→ SHORT PROBLEM
Write out, unchanged, the lines running from the line with "like [[419, 154]]." to the line with "[[213, 28]]", both included.

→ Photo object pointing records
· · · ·

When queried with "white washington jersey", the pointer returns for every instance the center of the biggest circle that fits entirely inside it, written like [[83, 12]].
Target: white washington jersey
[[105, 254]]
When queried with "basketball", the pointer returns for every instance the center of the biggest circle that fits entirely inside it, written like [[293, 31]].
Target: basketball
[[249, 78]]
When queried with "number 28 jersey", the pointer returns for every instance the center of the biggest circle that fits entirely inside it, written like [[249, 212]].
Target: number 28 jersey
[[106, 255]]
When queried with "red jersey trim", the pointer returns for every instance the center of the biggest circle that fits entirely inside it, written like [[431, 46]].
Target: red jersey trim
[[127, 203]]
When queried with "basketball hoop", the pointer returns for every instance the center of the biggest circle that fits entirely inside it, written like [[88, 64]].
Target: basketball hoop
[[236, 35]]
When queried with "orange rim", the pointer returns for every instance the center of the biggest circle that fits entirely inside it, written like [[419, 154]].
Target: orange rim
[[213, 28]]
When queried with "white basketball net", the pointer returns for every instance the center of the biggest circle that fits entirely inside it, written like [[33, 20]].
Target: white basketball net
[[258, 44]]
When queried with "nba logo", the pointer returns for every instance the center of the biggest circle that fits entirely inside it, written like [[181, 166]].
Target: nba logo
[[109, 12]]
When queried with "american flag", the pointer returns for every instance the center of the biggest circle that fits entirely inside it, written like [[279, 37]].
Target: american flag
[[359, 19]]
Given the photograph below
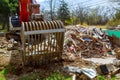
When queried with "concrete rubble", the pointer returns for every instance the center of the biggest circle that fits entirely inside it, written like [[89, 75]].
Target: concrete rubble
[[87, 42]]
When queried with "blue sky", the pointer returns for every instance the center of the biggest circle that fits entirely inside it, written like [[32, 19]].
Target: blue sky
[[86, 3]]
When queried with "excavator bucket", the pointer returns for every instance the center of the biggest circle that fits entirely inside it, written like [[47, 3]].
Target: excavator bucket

· · · ·

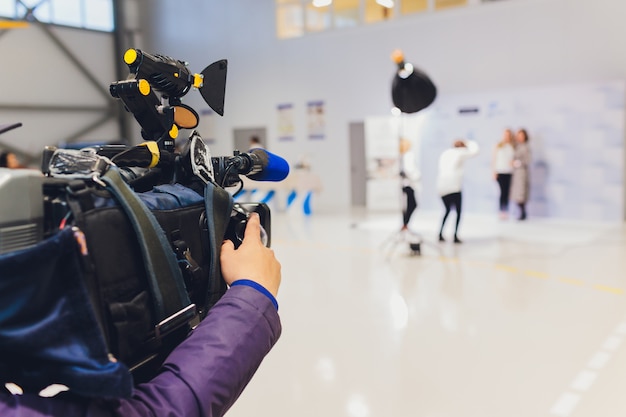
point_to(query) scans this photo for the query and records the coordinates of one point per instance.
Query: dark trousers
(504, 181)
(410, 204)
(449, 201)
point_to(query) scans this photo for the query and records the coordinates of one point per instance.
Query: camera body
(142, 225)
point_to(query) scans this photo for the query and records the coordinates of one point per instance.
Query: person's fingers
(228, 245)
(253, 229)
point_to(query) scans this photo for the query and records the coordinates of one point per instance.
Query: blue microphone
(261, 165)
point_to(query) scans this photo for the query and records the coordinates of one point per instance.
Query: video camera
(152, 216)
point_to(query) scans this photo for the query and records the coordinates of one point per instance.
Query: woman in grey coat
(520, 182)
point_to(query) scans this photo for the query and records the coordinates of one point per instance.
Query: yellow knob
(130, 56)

· · · ·

→ COMPLETED EXERCISE
When queried with "orange rim", the pointer returns for every instance the center of the biggest circle that fits entirely inside it, written like [[419, 154]].
Target: orange rim
[[213, 28]]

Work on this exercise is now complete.